Coordinate annotation entries:
= = = = = = =
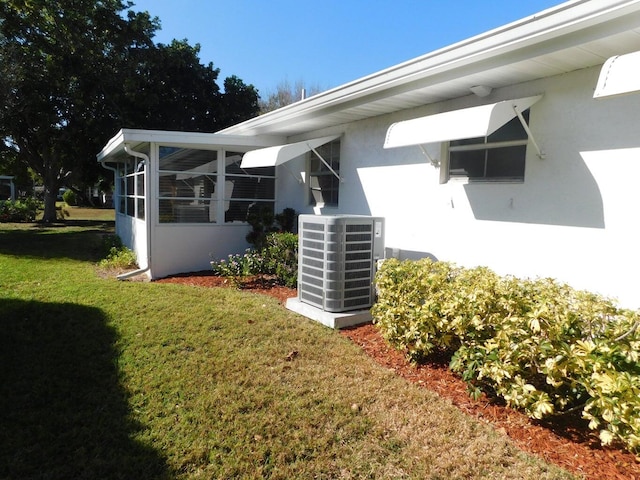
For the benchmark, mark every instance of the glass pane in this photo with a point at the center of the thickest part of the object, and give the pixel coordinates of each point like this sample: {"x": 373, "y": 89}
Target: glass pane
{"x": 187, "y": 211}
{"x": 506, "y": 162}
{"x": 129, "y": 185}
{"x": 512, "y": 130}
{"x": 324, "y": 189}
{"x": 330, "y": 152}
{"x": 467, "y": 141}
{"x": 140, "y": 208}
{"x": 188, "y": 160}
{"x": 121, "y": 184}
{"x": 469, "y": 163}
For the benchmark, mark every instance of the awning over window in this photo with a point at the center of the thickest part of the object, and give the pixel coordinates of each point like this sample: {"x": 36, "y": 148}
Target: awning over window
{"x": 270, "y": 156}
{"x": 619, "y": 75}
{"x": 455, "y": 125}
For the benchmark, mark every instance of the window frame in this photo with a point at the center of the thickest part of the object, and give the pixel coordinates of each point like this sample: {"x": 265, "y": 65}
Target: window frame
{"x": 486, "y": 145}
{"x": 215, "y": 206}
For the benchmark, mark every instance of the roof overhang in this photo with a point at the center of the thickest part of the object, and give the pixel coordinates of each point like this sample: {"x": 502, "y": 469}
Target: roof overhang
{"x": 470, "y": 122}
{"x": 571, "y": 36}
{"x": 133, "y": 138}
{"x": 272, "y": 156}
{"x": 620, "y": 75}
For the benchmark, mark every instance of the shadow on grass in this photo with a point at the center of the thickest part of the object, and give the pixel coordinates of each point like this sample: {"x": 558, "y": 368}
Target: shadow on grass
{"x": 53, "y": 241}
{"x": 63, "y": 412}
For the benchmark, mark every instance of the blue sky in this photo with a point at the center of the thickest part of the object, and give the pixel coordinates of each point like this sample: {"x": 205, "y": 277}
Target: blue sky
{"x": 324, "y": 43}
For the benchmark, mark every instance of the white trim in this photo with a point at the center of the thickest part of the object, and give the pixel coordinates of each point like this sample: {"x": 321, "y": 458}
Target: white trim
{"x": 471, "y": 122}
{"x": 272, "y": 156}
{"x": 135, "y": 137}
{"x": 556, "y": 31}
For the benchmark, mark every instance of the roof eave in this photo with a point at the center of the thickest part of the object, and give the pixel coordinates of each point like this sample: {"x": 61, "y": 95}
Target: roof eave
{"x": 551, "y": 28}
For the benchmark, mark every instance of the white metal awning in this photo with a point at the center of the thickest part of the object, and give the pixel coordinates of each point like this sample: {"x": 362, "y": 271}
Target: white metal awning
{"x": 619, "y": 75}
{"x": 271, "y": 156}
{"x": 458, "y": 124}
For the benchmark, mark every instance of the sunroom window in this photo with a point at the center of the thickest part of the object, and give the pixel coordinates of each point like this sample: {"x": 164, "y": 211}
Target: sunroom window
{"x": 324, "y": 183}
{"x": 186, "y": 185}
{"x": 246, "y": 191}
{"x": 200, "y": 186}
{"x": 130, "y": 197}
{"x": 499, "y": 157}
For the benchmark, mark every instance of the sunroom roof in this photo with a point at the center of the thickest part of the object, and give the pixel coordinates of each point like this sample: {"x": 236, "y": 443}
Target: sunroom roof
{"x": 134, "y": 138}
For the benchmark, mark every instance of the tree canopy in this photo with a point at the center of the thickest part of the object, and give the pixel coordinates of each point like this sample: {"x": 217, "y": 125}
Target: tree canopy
= = = = = = =
Duplicate everything from the line containing "For the benchmark, mark every instance of the sunroom window" down to the end of the items above, keeping every character unchanged.

(Solution)
For the benchmark, mark every instance of the sunroom window in this photo with a point at the center of the thickest part of the object, and give the pixel coordinates of each point like this sample: {"x": 164, "y": 211}
Target: sunroom window
{"x": 324, "y": 183}
{"x": 186, "y": 185}
{"x": 246, "y": 191}
{"x": 200, "y": 186}
{"x": 130, "y": 197}
{"x": 499, "y": 157}
For the benchmark, mark every instance of the sunroom roof in this photo with a point at the center of the thickest part of the object, and give the pixel coordinates of each point like this sample: {"x": 236, "y": 443}
Target: sunroom roof
{"x": 134, "y": 138}
For the benchmark, mark every instance of the tree canopy in this photo with a point at the center of the thickest part of the object, and give the pixel coordinates of each point like this sample: {"x": 217, "y": 125}
Target: tree canopy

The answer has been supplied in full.